─── INPUT ───

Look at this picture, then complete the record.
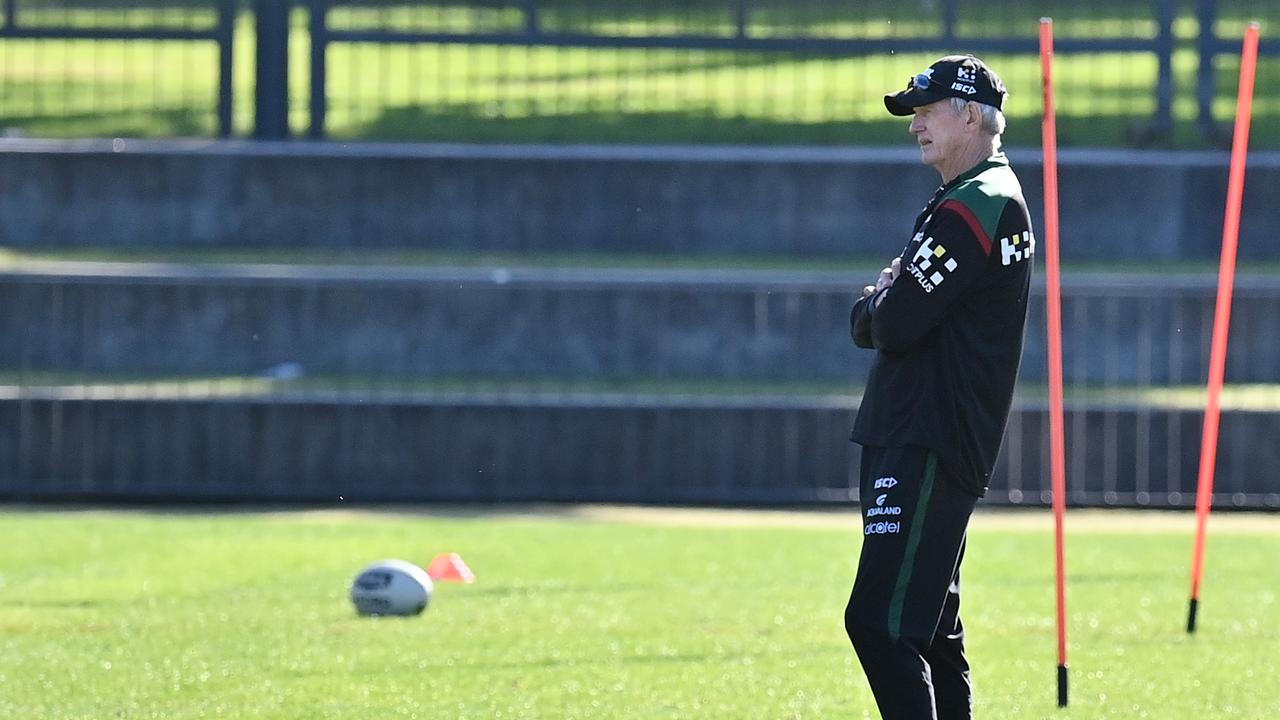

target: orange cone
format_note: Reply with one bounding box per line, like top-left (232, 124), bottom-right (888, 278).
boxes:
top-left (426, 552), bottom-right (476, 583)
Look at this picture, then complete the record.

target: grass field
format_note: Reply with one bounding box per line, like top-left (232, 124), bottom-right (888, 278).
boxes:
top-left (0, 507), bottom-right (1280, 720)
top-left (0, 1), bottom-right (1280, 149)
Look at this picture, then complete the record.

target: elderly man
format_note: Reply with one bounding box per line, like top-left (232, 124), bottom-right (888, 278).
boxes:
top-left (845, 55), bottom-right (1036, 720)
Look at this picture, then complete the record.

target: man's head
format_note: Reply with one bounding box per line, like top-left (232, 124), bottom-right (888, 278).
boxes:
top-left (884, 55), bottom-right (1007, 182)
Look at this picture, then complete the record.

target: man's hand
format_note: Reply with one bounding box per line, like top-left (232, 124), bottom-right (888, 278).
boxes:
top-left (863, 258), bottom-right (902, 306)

───

**TASK**
Rewrite the listing, starting at its beginning and ending at the line that contains "top-left (426, 552), bottom-right (476, 583)", both included, with "orange cone" replaced by "traffic cone" and all else unchanged. Leave the pictures out.

**FULL ANSWER**
Look at this picture, then complete the record.

target: traffic cone
format_note: Reply with one bounding box per line, like top-left (232, 124), bottom-right (888, 278).
boxes:
top-left (426, 552), bottom-right (476, 583)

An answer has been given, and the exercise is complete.